To-do list:
#1 Summarize the Strokes review below in two sentences.
#2 Write what comes next in the Strokes review below, picking up after its final sentence.

Ever wanted to know what it feels like to have the world at your fingertips?

  • We Say...

    So what is that makes a band special? A dazzling debut and a jaw-dropping live show? Or the capacity to still create great music when you've got supermodels on speed dial, the label is screaming for 'product' and the press is hanging on your every word? For the Strokes in 2003, this was question hanging over them like the sword of Damocles. Having reinvented rock'n'roll for the new century with thirty-six minute exocet Is This It, Manhattan's most talked about quintet suddenly found themselves a victim of their own success. No longer could they get by on their ear for a tune and those so-vintage threads. After eighteen months of being fêted — by the NME at least — as the saviours of rock, the time had come to prove that they really were the natural heirs to a bloodline stretching back to Television.

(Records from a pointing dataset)
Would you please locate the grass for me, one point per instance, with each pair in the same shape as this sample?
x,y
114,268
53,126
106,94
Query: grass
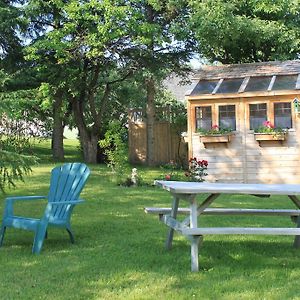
x,y
119,251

Per-task answers:
#1 By 2003, the Strokes, having reinvented rock'n'roll for the new century with their thirty-six-minute debut Is This It, had become victims of their own success. After eighteen months of being hailed as the saviors of rock, they now had to prove they were the natural heirs to a bloodline stretching back to Television.

#2
    No pressure, then. Yet four years on from its release, their achievement with Room On Fire becomes all the more remarkable. An irascible, hungover journey into the eye of pop stardom, the record drips with anger and frustration. Somewhere along the way their art had been compromised by both their own success and those blue chip good looks (pictures from the time see the band radiating a surliness not seen since the early Stones), and they were going to tell us about it.

    Opener "What Ever Happened?" finds Julian Cassablancas grumbling "I wanna be forgotten/ And I don't wanna be reminded"; on "You Talk Way Too Much" he delivers the title with the froideur of a coked-up Jagger. When he sees off the wired reggae of "Automatic Stop" with the withering non sequiteur "I'm not your friend/ I never was," you can almost hear the distraught fan blubbing as they make their way for the door. It's icy, remorseless stuff — proof, after all, of David Bowie's claims in "Fame" that success "puts you where things are hollow."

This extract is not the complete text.